Location identification items:

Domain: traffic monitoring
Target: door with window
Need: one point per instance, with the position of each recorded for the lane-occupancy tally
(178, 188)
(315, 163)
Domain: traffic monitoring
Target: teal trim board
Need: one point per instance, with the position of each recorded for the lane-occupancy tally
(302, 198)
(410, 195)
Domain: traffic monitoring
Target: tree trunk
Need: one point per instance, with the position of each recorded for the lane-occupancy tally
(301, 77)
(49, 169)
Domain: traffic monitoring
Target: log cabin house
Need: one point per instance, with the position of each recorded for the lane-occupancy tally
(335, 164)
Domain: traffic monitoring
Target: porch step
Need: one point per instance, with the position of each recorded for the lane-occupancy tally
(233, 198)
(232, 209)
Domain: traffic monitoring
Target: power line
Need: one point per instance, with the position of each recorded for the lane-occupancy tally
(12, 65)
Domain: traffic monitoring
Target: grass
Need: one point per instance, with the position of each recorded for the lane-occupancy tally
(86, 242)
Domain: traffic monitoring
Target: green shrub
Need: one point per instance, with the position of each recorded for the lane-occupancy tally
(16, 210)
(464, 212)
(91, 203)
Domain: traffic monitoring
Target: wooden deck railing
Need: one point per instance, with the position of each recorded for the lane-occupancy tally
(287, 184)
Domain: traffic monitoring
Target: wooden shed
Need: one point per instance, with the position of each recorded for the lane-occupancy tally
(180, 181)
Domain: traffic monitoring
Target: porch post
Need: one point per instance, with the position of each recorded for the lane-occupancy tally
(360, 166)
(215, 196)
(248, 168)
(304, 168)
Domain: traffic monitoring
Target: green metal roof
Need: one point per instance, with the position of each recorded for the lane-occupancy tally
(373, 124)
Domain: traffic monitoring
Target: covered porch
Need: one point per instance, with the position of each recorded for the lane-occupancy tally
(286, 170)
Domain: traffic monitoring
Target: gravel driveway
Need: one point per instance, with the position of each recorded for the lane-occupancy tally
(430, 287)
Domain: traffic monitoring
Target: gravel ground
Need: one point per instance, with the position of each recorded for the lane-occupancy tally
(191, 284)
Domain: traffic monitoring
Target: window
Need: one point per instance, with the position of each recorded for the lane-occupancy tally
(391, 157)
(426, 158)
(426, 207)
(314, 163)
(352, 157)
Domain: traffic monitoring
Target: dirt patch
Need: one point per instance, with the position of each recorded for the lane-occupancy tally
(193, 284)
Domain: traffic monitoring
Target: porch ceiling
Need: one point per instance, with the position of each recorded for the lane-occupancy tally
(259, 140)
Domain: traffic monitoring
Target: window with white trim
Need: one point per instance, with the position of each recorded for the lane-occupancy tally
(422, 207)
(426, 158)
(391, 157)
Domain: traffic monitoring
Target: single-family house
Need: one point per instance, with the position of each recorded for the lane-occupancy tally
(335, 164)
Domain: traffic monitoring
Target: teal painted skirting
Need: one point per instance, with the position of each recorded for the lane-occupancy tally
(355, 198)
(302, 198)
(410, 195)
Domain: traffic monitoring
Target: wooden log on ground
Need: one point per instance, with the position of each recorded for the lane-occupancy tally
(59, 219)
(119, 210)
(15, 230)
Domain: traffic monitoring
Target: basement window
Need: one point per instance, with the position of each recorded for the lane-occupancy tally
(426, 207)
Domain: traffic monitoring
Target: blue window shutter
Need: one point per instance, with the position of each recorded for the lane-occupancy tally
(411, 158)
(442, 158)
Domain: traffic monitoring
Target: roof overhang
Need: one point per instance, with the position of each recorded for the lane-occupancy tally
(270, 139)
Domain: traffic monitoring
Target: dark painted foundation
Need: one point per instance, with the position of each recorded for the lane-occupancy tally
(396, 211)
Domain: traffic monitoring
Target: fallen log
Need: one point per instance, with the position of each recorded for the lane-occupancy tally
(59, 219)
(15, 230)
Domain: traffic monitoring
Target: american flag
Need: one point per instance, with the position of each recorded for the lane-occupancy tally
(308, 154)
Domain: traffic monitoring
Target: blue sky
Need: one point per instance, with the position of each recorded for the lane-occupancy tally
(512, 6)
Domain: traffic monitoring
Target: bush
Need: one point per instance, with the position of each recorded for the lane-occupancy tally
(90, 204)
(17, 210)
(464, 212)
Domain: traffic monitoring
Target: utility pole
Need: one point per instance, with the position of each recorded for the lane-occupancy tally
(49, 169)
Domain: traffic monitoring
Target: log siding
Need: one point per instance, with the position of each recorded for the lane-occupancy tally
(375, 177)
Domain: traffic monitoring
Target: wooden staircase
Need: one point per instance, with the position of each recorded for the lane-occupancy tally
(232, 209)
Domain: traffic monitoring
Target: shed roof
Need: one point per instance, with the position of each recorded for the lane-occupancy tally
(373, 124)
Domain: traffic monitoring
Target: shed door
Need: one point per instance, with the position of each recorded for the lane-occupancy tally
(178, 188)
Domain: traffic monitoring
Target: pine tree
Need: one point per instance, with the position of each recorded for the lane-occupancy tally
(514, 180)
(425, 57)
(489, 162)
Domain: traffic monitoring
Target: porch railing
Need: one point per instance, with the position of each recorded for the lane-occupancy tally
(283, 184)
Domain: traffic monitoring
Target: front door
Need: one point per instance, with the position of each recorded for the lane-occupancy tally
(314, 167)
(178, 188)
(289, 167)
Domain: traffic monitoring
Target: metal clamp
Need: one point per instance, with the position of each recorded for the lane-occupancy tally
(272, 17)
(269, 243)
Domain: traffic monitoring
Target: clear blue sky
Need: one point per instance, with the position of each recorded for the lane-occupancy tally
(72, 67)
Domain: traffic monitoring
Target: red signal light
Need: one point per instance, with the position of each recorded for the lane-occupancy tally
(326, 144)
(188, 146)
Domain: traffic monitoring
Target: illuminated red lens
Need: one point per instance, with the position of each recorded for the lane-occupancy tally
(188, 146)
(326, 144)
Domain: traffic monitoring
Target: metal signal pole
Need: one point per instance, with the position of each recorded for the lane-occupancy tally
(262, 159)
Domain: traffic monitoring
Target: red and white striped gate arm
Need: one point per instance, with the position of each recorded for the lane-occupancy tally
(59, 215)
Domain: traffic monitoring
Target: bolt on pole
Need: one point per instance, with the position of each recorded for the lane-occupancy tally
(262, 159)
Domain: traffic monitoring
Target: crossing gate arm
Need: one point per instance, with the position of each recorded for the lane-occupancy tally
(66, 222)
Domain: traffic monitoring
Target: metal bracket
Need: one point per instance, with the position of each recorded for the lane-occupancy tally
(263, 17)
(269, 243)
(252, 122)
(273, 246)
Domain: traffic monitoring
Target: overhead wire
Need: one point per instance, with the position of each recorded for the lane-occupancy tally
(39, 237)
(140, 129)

▶ PROBLEM REQUIREMENTS: Write the complete data out, exactly as above.

▶ WRITTEN RESPONSE:
Domain: traffic monitoring
Target: door with window
Need: one point per instance, with the position of each recorded for the lane-occupancy tally
(178, 188)
(315, 163)
Domain: traffic monitoring
Target: teal trim board
Need: one point per instance, with the position of each recorded for the lane-occupancy tally
(302, 198)
(410, 195)
Domain: traffic monitoring
Target: tree trunk
Need: one point per instance, with the position of each recorded for the lane-occupancy tally
(301, 77)
(49, 169)
Domain: traffic monitoring
Target: log cabin house
Need: one point per instance, with the position of each recorded for the lane-occupancy tally
(335, 164)
Domain: traffic monitoring
Target: porch step
Need: one point per instance, with the position of each recorded for the lane-occupancy tally
(233, 198)
(232, 209)
Domain: traffic monitoring
Target: power line
Need: one point per instance, with the position of each recorded for the lane-occupancy tally
(12, 65)
Domain: traffic monitoring
Target: grass
Need: one point per instance, with the position of each recorded for the lane-occupancy tally
(86, 242)
Domain: traffic monitoring
Target: green shrub
Need: one point per instance, with the position of each recorded for the lane-occupancy tally
(16, 210)
(464, 212)
(91, 203)
Domain: traffic monitoring
Target: wooden deck railing
Need: one point per instance, with the position of each recorded for the lane-occupancy tally
(287, 184)
Domain: traffic monitoring
Target: wooden shed
Need: one point per instance, with the position of each recorded for the lane-occupancy tally
(180, 181)
Domain: traffic monitoring
Target: porch post
Need: one point per instance, with the position of each recorded for the lane-occupancy tally
(360, 166)
(215, 196)
(248, 168)
(304, 168)
Domain: traffic monitoring
Target: green metal roof
Need: one point per instance, with the position of each recorded for the lane-occupancy tally
(373, 124)
Domain: traffic monitoring
Target: covered porch
Need: one point per instance, with the position of each recorded for the lane-occupancy tally
(286, 170)
Domain: traffic monitoring
Target: gravel driveway
Need: one point per instance, with the position of each recorded for the lane-occupancy tally
(430, 287)
Domain: traffic monitoring
Target: gravel ground
Need: one point per instance, with the position of each recorded for the lane-occupancy tally
(191, 284)
Domain: traffic monitoring
Target: window
Need: one point per instance, with the position of each recorded for the lane-occupancy tally
(391, 157)
(426, 158)
(426, 207)
(314, 163)
(352, 157)
Domain: traffic monitoring
Target: dirt patch
Need: one point per instance, with the position of each recorded for the lane-occupancy tally
(193, 284)
Domain: traffic monitoring
Target: porch ceiling
Need: one point per instance, with the position of each recorded for the lane-occupancy tally
(259, 140)
Domain: traffic monitoring
Target: window with white trim
Need: one point per instance, with the position of each recorded for the lane-occupancy tally
(422, 207)
(426, 158)
(391, 157)
Domain: traffic monitoring
Target: single-family house
Need: one point per instance, with the position of each recorded for the lane-occupancy tally
(335, 164)
Domain: traffic monitoring
Target: teal painted skirting
Need: one point per instance, with the position of each recorded for the lane-occupancy tally
(355, 198)
(302, 198)
(410, 195)
Domain: traffic monitoring
Target: wooden log on ground
Need: one point per instance, with the position of each recorded for the lane-occupancy tally
(59, 219)
(119, 210)
(15, 230)
Domain: traffic monitoring
Target: basement window
Need: one point per instance, with the position of each recorded for the lane-occupancy tally
(426, 207)
Domain: traffic monitoring
Target: blue window shutter
Need: one point per instance, with the position of each recorded for the lane-occupancy tally
(411, 158)
(442, 158)
Domain: traffic monitoring
Target: roof overhang
Need: one point per instance, with the position of each recorded for the lane-occupancy tally
(270, 139)
Domain: traffic monitoring
Target: dark painted foundation
Need: one point per instance, with the position of each recorded for the lane-occupancy tally
(396, 211)
Domain: traffic monitoring
Target: fallen log
Need: one point per instance, with the position of each recorded for the lane-occupancy tally
(59, 219)
(15, 230)
Domain: traffic monitoring
Target: american flag
Need: one point per instance, with the position of each recorded for the lane-occupancy tally
(308, 154)
Domain: traffic monitoring
Target: blue sky
Need: one point per instance, with the position of each recorded for the lane-occupancy tally
(512, 6)
Domain: traffic monitoring
Target: bush
Need: one point per instance, with the position of each recorded for the lane-occupancy tally
(90, 204)
(17, 210)
(464, 212)
Domain: traffic monitoring
Target: utility pole
Need: one point per instance, with the position of each recorded for the lane-occupancy tally
(49, 169)
Domain: traffic monitoring
Target: log siding
Need: one point per instance, with the position of each recorded for the lane-occupancy tally
(375, 177)
Domain: traffic monitoring
Target: wooden staircase
Need: one point per instance, with the position of each recorded for the lane-occupancy tally
(232, 209)
Domain: traffic monitoring
Target: shed roof
Need: one point per instance, with the position of each recorded for the lane-occupancy tally
(373, 124)
Domain: traffic monitoring
Target: shed door
Need: one point per instance, with the position of each recorded for the lane-occupancy tally
(178, 188)
Domain: traffic monitoring
Target: pine tree
Need: one point per instance, with the position of each recorded for the lane-occupancy tally
(514, 180)
(425, 57)
(489, 162)
Domain: traffic monitoring
Target: porch railing
Need: one point per instance, with the position of each recorded for the lane-occupancy tally
(283, 184)
Domain: traffic monitoring
Target: front door
Need: one point per instance, with the position of each recorded for the lane-occupancy tally
(314, 167)
(178, 188)
(289, 167)
Domain: traffic monitoring
Target: metal clamp
Need: one point per instance, with the position of each recorded for the lane-occupancy tally
(272, 17)
(269, 243)
Domain: traffic monitoring
Target: clear blue sky
Need: one point per instance, with the position of each recorded for the lane-occupancy tally
(72, 67)
Domain: traffic monitoring
Target: red signal light
Need: one point per instance, with the position of each recorded for the lane-occupancy tally
(326, 144)
(188, 146)
Domain: traffic monitoring
Target: illuminated red lens
Need: one point per instance, with the position of each recorded for the lane-occupancy tally
(188, 146)
(326, 144)
Domain: traffic monitoring
Target: metal signal pole
Need: one point per instance, with the position of each recorded for the lane-occupancy tally
(262, 159)
Domain: traffic monitoring
Target: red and white striped gate arm
Need: one point per instance, with the position of each recorded for the lane-occupancy tally
(59, 215)
Domain: traffic monitoring
Target: bolt on pole
Need: one point per instance, with the position of each recorded for the lane-occupancy tally
(262, 159)
Domain: traffic monitoring
Target: crossing gate arm
Need: one point per instance, with the position of each recorded for the lane-occupancy tally
(66, 222)
Domain: traffic monitoring
Target: metal bracket
Need: one point per instance, with the position of each recorded for the lane-occupancy tally
(263, 17)
(269, 243)
(252, 122)
(273, 246)
Domain: traffic monitoring
Target: overhead wire
Need: one point per instance, with the position of each recorded for the lane-occupancy tally
(39, 237)
(140, 129)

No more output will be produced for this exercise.